# START OF AVAILABLE DATA

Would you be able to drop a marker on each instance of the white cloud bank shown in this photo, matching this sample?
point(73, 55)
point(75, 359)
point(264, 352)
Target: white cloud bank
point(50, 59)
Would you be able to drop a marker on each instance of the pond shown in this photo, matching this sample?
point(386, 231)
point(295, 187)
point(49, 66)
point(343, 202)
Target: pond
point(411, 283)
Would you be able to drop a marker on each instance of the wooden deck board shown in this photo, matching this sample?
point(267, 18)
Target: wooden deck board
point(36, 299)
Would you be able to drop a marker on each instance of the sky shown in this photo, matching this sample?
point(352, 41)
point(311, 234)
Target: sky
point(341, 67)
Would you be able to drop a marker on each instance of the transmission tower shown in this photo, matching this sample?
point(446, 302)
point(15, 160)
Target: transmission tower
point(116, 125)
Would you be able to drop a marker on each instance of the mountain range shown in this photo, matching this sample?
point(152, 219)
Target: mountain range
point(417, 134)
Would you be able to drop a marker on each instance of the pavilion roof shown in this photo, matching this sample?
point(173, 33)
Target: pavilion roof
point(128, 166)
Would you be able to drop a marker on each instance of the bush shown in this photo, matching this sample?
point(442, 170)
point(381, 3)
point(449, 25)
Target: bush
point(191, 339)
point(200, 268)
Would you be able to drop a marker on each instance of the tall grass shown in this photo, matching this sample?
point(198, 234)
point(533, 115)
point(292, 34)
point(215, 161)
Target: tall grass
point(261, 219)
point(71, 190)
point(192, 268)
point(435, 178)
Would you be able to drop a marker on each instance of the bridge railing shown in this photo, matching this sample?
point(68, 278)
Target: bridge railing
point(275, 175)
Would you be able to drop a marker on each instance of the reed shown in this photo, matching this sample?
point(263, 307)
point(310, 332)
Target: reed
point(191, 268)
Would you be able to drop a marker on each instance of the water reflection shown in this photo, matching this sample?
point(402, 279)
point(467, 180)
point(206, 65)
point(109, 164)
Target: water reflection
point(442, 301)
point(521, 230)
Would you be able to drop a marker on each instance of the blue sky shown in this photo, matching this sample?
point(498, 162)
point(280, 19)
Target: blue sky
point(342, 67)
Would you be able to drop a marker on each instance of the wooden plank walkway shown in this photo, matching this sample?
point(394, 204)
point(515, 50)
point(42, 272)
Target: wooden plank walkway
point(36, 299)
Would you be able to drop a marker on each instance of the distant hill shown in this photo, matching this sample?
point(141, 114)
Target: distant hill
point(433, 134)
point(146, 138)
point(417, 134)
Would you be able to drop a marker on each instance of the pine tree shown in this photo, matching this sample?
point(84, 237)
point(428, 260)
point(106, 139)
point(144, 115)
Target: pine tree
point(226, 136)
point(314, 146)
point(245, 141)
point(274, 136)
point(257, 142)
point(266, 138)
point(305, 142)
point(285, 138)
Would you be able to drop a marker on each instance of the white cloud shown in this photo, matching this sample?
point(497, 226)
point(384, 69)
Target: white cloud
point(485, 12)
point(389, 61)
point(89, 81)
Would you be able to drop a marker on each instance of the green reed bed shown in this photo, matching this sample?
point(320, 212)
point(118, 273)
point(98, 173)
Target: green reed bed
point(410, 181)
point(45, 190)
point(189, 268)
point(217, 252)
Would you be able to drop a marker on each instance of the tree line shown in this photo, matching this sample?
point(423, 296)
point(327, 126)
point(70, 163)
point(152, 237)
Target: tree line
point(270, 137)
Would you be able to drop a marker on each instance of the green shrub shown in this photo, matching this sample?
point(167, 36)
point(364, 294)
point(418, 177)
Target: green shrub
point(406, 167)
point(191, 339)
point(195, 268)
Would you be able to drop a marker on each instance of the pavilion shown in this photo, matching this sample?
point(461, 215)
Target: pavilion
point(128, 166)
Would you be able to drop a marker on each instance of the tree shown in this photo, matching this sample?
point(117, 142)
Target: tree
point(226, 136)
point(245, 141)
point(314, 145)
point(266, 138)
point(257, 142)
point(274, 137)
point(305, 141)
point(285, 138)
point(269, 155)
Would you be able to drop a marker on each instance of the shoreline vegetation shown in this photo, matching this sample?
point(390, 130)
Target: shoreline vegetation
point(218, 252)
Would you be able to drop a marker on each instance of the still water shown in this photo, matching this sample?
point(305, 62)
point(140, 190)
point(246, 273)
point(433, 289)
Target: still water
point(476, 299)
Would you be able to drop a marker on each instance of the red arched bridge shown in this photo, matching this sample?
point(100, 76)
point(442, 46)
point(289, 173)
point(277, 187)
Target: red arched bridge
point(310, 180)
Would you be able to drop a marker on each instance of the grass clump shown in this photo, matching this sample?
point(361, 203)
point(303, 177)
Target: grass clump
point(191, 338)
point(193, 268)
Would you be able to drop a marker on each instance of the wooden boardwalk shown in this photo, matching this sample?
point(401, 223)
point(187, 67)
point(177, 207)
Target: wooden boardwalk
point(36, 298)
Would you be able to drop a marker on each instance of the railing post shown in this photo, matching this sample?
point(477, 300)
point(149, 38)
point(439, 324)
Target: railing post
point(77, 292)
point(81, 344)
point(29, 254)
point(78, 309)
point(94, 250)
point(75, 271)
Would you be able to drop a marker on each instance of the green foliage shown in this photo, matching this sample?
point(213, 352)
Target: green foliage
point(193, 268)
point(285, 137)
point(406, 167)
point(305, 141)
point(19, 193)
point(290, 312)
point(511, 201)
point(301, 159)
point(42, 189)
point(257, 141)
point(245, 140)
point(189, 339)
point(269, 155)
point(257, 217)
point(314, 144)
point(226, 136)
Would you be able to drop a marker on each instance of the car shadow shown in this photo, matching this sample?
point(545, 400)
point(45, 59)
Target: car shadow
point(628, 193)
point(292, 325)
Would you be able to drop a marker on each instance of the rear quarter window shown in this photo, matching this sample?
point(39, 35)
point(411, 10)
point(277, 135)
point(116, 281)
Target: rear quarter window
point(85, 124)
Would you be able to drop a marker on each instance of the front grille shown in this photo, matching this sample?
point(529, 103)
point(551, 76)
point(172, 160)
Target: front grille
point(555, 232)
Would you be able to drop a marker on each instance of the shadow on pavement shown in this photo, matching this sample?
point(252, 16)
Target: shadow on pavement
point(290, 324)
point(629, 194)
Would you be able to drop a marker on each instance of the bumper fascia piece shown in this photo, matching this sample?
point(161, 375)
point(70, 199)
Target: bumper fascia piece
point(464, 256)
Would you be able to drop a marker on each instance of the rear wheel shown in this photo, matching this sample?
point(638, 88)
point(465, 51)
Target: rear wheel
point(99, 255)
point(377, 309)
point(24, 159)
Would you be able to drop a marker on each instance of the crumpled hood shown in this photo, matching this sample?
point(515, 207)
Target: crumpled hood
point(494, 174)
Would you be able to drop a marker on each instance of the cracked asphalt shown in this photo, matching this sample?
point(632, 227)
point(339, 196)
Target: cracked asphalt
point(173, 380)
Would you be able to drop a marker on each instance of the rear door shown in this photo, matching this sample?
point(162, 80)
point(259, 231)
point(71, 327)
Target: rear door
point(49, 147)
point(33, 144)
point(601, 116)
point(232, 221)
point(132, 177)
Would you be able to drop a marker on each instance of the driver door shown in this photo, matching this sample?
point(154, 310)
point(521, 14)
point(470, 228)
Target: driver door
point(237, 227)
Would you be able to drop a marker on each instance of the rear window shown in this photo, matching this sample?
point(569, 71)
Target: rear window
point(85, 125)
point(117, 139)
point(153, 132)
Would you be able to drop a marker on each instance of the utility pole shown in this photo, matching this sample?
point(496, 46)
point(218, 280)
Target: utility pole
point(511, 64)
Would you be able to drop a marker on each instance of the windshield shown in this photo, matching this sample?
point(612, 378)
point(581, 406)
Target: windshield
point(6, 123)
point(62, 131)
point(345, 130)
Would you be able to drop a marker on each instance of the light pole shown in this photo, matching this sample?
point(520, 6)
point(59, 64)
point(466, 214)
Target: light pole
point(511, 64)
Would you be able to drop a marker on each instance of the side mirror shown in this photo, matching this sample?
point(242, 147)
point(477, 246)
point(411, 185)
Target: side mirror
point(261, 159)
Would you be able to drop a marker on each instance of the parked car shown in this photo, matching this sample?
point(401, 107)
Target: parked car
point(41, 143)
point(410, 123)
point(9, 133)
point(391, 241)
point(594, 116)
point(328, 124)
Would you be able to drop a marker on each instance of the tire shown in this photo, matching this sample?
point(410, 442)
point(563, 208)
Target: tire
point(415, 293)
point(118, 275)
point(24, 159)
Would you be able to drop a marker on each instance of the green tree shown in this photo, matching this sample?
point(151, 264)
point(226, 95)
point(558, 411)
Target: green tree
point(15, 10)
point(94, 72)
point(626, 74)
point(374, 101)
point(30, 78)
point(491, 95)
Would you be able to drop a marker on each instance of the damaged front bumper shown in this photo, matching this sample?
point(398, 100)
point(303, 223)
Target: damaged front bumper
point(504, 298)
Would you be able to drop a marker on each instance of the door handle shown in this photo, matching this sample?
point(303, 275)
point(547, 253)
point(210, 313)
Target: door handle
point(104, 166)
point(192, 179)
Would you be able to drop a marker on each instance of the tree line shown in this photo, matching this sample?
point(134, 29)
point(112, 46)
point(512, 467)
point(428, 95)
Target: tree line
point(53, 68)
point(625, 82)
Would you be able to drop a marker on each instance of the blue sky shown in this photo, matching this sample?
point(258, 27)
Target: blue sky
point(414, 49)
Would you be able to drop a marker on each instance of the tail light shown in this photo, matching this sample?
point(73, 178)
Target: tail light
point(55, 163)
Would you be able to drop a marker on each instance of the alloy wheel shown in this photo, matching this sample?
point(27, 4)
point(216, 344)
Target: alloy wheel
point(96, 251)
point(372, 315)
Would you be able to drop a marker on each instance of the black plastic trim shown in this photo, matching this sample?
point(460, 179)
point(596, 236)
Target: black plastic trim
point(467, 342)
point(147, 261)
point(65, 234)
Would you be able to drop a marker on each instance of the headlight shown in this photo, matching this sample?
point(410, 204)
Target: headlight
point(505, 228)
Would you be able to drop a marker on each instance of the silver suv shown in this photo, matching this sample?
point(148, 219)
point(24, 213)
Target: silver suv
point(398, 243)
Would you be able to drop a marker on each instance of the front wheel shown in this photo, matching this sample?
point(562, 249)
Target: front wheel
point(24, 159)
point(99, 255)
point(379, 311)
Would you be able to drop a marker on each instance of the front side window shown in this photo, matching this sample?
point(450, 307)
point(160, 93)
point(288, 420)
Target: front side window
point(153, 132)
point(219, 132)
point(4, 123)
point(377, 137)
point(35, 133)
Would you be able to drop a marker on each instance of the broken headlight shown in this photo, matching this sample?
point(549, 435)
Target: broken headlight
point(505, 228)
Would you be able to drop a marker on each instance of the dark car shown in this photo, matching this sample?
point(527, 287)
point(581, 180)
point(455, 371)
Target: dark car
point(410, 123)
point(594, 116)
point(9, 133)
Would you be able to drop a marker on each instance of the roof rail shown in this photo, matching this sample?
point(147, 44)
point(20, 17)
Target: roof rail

# END OF AVAILABLE DATA

__WHAT THE TASK ASKS__. Switch "silver" to "gray" from the line with "suv shown in this photo, matching this sample?" up to and including the line with "point(379, 311)", leaving everything else unchanged. Give back only those lines.

__ANSWER__.
Would you be able to drop a marker on each instance of the gray suv shown in this photo, matching this sample?
point(148, 219)
point(24, 213)
Target: gray suv
point(398, 243)
Would you be able to drop a marker on each instance of the front wheel shown in this photo, matching this sample?
point(562, 249)
Target: front wheel
point(24, 159)
point(99, 255)
point(379, 311)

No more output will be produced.